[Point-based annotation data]
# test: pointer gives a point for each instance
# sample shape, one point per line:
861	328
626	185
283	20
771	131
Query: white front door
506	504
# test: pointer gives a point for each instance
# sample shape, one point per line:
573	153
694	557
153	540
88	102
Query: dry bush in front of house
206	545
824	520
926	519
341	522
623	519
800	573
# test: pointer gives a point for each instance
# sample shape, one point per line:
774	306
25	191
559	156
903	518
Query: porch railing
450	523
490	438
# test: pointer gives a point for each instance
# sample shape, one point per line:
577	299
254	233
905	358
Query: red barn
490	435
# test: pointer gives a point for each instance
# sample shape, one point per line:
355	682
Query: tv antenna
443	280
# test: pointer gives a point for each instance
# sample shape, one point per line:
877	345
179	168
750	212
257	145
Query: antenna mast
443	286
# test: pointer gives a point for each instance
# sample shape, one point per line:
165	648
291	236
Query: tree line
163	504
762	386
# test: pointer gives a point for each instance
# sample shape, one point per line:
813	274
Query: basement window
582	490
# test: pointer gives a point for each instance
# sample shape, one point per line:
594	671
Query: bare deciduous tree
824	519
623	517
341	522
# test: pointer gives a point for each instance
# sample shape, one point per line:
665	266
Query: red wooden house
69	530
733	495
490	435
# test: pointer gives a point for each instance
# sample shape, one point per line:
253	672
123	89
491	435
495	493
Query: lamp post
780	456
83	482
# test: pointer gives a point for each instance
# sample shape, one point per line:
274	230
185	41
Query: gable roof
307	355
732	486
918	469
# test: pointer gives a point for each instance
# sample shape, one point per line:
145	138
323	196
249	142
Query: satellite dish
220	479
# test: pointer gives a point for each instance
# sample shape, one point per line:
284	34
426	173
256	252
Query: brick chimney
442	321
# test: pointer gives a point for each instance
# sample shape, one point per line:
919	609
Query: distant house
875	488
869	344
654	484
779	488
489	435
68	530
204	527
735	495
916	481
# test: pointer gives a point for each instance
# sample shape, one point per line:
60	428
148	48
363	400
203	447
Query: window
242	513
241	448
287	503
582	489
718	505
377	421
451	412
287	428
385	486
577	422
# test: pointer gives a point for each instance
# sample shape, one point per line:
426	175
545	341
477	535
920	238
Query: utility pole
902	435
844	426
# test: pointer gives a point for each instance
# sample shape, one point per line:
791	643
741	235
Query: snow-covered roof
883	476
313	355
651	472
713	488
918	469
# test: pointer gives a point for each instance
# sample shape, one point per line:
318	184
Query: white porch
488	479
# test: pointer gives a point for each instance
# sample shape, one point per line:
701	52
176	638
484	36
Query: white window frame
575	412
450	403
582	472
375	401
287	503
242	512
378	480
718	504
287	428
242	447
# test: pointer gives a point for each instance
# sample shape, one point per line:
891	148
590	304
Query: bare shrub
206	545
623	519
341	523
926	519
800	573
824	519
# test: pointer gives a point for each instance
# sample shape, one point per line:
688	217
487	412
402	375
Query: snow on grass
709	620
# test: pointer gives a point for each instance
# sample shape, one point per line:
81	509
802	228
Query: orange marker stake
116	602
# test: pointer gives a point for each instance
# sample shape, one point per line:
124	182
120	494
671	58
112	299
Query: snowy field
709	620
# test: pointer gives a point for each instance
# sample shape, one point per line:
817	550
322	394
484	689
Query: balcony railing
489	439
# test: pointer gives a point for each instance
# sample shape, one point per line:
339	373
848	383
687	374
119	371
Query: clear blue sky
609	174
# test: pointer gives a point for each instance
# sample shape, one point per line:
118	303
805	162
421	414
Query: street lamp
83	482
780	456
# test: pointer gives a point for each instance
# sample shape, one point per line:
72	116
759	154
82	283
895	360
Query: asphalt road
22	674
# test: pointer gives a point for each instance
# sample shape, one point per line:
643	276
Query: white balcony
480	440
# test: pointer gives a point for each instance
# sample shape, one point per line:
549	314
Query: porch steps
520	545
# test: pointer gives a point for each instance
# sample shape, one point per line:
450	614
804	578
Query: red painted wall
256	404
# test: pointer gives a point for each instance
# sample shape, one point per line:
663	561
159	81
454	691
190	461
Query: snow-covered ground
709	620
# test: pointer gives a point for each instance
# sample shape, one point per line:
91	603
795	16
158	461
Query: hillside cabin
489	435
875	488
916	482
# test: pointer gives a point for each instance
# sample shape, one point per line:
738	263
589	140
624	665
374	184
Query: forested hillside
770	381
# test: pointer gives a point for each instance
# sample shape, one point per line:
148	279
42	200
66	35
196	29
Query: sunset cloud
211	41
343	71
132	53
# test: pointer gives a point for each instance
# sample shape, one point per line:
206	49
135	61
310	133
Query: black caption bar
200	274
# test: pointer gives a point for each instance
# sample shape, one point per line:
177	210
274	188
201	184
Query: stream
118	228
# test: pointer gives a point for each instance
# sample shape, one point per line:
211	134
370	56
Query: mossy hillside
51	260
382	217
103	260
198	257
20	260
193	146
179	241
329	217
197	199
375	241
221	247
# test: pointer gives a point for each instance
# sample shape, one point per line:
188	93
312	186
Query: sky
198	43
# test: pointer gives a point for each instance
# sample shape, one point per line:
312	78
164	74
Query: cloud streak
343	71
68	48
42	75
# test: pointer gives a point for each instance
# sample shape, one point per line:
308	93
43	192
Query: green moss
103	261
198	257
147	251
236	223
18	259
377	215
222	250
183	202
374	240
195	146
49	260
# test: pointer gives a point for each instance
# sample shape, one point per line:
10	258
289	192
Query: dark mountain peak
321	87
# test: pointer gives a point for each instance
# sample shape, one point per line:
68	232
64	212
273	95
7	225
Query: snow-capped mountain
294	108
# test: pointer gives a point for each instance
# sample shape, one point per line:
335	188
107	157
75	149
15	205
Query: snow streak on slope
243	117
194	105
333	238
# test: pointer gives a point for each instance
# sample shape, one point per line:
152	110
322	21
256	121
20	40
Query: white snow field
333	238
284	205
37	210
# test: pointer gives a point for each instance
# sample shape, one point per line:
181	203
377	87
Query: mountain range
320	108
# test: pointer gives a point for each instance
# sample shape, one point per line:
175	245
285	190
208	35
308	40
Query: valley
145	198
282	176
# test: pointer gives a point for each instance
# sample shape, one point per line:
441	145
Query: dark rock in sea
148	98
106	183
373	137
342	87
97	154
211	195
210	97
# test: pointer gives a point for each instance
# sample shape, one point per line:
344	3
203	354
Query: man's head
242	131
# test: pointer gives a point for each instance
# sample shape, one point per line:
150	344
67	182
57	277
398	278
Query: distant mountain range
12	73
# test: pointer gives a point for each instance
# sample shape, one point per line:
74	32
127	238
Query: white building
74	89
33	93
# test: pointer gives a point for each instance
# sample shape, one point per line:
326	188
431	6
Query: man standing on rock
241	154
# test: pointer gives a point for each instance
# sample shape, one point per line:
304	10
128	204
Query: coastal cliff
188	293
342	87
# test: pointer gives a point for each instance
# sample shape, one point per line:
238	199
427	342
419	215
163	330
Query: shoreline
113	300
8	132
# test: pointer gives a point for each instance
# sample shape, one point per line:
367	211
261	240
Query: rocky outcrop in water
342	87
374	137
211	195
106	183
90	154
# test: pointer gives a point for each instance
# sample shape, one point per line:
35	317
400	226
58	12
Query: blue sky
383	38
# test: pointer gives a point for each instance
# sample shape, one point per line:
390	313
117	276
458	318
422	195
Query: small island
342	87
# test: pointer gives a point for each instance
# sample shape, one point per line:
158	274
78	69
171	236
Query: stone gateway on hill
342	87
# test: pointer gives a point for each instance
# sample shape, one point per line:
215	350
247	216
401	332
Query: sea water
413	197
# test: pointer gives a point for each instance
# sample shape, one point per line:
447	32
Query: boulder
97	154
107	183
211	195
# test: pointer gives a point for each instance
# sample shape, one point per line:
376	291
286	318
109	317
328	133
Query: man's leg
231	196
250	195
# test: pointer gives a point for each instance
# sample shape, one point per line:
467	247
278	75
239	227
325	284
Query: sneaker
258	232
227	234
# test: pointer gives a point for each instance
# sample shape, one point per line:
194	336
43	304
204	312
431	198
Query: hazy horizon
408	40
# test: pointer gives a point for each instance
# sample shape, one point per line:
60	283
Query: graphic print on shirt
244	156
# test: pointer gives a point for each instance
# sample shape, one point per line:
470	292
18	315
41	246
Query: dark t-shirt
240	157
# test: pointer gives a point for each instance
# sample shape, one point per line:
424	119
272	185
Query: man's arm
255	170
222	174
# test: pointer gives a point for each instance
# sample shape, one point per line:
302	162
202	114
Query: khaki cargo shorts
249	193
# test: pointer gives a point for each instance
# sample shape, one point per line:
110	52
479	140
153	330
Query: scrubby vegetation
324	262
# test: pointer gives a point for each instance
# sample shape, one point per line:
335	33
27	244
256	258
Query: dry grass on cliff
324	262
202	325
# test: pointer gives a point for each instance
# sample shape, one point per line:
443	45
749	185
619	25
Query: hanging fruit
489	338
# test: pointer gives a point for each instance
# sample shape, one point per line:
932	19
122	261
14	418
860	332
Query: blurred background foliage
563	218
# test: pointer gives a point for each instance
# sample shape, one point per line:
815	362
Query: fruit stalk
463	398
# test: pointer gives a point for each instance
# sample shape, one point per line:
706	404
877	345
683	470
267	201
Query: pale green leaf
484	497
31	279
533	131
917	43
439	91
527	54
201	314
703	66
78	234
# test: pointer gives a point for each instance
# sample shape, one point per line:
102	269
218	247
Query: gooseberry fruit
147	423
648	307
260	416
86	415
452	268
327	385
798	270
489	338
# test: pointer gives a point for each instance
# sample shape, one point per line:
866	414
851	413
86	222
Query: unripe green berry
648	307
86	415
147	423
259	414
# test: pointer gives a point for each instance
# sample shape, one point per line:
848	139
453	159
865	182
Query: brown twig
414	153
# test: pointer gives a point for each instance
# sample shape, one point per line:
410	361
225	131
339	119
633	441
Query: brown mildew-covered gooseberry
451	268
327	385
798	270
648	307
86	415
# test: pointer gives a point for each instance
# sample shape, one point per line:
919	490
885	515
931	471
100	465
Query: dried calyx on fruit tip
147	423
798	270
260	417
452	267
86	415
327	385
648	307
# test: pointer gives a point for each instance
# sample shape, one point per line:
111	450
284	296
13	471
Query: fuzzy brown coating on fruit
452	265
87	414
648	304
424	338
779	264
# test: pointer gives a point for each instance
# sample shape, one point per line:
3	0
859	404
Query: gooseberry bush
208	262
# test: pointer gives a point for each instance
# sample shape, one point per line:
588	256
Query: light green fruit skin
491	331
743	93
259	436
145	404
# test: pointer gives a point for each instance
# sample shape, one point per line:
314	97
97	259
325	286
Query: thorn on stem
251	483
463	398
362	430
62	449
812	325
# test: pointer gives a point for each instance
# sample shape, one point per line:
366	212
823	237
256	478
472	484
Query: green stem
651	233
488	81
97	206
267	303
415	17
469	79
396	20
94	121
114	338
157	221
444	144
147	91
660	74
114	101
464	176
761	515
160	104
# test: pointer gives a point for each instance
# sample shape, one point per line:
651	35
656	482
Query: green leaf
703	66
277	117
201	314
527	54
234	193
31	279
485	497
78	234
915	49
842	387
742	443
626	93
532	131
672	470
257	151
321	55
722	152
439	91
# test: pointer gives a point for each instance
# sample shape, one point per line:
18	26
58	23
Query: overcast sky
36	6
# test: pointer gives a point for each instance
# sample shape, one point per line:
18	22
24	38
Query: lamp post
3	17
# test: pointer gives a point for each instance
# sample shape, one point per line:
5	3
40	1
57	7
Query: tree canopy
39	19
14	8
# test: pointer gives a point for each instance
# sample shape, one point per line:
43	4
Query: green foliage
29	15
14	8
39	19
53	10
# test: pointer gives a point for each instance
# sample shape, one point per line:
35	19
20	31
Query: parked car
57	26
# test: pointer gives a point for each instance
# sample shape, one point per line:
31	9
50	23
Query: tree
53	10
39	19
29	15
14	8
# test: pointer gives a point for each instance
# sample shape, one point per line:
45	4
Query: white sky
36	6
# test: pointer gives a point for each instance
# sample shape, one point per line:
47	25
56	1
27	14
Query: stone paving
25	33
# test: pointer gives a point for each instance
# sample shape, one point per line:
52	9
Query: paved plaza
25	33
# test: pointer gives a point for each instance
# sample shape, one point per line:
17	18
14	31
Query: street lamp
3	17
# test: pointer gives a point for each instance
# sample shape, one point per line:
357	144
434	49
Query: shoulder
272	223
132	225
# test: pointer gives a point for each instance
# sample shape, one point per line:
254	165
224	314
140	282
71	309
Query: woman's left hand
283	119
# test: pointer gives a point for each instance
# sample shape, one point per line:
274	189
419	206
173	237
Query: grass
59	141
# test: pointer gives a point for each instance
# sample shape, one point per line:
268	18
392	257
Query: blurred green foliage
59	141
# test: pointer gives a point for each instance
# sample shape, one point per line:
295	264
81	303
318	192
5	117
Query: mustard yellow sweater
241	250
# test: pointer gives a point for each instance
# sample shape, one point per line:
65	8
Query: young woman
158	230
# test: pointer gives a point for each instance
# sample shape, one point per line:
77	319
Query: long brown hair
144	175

▸ Exercise requirements:
Please count the lines in the data above that contain the string "white" and give only the number.

▸ Solution:
7